[Excerpts from point annotation data]
╔══
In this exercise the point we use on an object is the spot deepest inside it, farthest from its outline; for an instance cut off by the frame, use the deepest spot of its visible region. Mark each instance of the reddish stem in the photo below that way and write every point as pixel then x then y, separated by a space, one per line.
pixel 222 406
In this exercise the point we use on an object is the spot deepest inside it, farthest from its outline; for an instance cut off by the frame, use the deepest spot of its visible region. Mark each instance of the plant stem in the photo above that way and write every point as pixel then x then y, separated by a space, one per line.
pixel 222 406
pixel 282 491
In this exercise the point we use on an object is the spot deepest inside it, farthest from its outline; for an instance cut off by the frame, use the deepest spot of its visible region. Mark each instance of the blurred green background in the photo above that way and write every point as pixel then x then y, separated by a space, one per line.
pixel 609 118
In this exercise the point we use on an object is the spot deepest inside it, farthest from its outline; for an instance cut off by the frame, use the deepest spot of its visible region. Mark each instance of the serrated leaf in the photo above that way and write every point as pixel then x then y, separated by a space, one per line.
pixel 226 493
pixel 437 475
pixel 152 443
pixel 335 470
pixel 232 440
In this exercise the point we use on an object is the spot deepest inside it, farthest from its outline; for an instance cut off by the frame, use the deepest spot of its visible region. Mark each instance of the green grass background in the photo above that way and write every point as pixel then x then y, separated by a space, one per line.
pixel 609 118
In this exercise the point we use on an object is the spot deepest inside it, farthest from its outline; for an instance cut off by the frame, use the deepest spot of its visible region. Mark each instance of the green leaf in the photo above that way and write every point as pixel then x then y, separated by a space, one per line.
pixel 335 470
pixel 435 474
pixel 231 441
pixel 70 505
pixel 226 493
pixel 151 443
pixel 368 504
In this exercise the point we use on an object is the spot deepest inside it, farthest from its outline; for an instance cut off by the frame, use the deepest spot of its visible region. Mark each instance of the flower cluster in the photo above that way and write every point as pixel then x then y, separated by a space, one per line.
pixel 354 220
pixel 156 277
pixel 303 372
╚══
**WHAT YOU WILL DO:** Could you transcribe the records in full, exactly?

**WRITTEN RESPONSE:**
In this exercise the point we use on an object is the spot deepest inside it, farthest from its outline; for an instance cut off by the frame, use the deepest spot of its visible region. Mark each instance of the reddish stem in the photo below that way and write every point as pixel then x then y, separated by a space, one per line.
pixel 222 406
In this exercise the point we use on an object is the spot deepest inside it, farthest from its outline; for an instance cut off by the frame, use the deepest spot of its visible region. Mark each instance of the plant stem in the photo above that way and write every point as pixel then x then y, separated by a space, one per line.
pixel 222 406
pixel 282 491
In this exercise the point we use on an object is the spot deepest inside it, farthest from its outline; for an instance cut off by the frame, use the deepest spot of its visible region. Mark each instance of the blurred green background in the photo above that way and write every point as pixel then x then y, separated by a space, one per line.
pixel 609 118
In this exercise the point we use on an object is the spot deepest inside it, farthest from its outline; for an instance cut off by the frame, use the deepest spot of its visible region. Mark each instance of the serrated leaf in the photo above that way and write every point as pixel then x then y, separated by a space, one per line.
pixel 226 493
pixel 437 475
pixel 152 443
pixel 335 470
pixel 232 440
In this exercise the point we use on an object is the spot deepest inside it, farthest from its outline; for an instance cut off by the frame, use the deepest spot of its visible region. Mark each instance of the green grass background in the photo above that way and write every point as pixel then x then y, separated by a space, one per line.
pixel 609 118
In this exercise the point we use on an object is the spot deepest inside it, farthest from its outline; for an instance cut off by the frame, use the deepest spot of its visible region. Mark each instance of the green leaf in the photo above that way and write every point as pixel then x then y, separated by a space, one per line.
pixel 335 470
pixel 435 474
pixel 231 441
pixel 70 505
pixel 226 493
pixel 151 443
pixel 368 504
In this exercise the point we use on an object is the spot deepest inside it, farthest from its outline; for an instance cut off by the frame, use the deepest spot of its visible region. Mark each instance of the flower cluster in the photo above that way and write every point as pixel then x then y, separated by a space, one per line.
pixel 354 220
pixel 156 277
pixel 303 372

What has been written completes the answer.